EXERCISE INPUTS:
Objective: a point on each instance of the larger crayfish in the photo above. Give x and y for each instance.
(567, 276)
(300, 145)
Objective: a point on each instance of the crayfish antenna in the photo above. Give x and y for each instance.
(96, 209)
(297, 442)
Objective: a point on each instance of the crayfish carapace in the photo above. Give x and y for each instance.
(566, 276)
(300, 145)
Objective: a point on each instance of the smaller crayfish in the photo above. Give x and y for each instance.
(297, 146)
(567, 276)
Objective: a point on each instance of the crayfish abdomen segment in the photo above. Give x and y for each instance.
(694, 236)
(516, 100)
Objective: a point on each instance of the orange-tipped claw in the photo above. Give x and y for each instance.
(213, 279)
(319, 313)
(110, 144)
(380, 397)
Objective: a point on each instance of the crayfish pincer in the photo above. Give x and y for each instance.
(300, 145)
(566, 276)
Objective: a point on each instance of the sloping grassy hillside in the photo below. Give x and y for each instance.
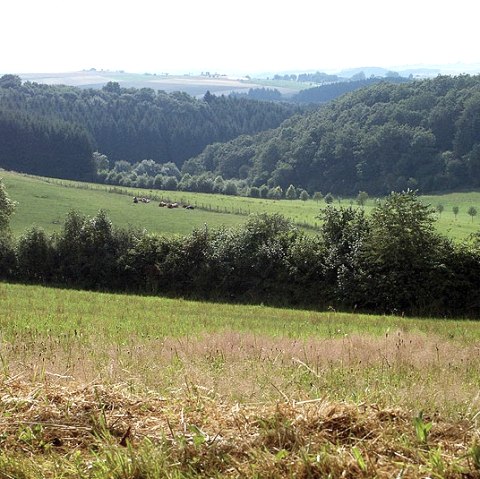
(45, 202)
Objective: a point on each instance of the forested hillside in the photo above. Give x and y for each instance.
(422, 135)
(53, 130)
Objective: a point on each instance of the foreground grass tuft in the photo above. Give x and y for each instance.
(89, 431)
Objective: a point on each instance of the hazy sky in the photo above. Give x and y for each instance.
(247, 36)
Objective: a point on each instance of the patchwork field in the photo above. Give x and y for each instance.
(102, 385)
(45, 202)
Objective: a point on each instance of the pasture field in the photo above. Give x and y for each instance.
(45, 202)
(99, 385)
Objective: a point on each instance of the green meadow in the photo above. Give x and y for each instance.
(45, 202)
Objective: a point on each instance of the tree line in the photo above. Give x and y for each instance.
(392, 261)
(53, 130)
(421, 135)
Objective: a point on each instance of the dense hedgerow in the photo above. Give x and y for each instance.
(390, 261)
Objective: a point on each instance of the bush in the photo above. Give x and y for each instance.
(35, 256)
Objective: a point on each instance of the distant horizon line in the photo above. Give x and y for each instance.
(449, 67)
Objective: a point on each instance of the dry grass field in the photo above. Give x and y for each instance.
(108, 386)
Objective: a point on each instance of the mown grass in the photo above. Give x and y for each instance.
(45, 202)
(100, 385)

WHAT TO DO: Reproduce the data above in full, exactly as it is, with the pictures left out.

OUTPUT OF THE EXERCISE:
Objective: a point on each instance of the larger crayfish in the photo above. Give x and y for each instance.
(567, 276)
(300, 145)
Objective: a point on each instance of the crayfish antenna in the photo above. Give x and y for each instance.
(96, 209)
(297, 442)
Objective: a point on each instance of the crayfish carapace in the photo above. Give x and y for each instance.
(566, 276)
(300, 145)
Objective: a point on each instance of the smaller crayfish in the photo above. Give x and y for each instance.
(297, 146)
(567, 276)
Objective: a point on each instance of the crayfish abdomen segment in the photo above. Give x and y for each instance.
(694, 236)
(516, 100)
Objective: a point on each instance of the orange-tipped claw in the photo above. Give x and y for each instance.
(213, 279)
(319, 313)
(110, 144)
(380, 397)
Objective: a point on each instance of the crayfish pincer in the photo above. Give x and y for each instance.
(300, 145)
(566, 276)
Objective: a point on each instance of the sloping grassy hillside in the photo below. Give x and y for each instance.
(45, 202)
Objective: a point on each instance of the forested hillside in the photo above. Give x and y for each instance.
(422, 135)
(53, 130)
Objective: a point on each instance of the foreground grass tuft in the photo above. Give x and y for each instance.
(89, 431)
Objective: a point on each instance of the hazy sky in the photo above. Give x and y for each instance.
(247, 36)
Objective: a point on each instance of the patchwork field in the photo above. Give x and y for each instance.
(102, 385)
(45, 202)
Objective: a point on each instance of the pasture field in the photo above. Give x and y for each instance.
(45, 202)
(99, 385)
Objective: a point on each instance of the green meadow in the photo above. Give x and y for each instance.
(45, 202)
Objective: a point on each instance of the tree line in the photo above. Give x and y for each instance.
(392, 261)
(53, 130)
(421, 135)
Objective: a point on each instance of the dense hedgerow in the photo above. Give x and y for each instance.
(390, 261)
Objective: a point on each instance of the bush in the photo above. Give x and y for each instance.
(35, 256)
Objective: a point on each instance of the distant horizon line in the photo above. Give x and y for each instance.
(449, 67)
Objective: a point on each instance of the dry grass field in the photo above. Give x and y for each instance.
(108, 386)
Objective: a point on each instance of the mown grass in the photo above. Give x and y for each instance.
(45, 202)
(100, 385)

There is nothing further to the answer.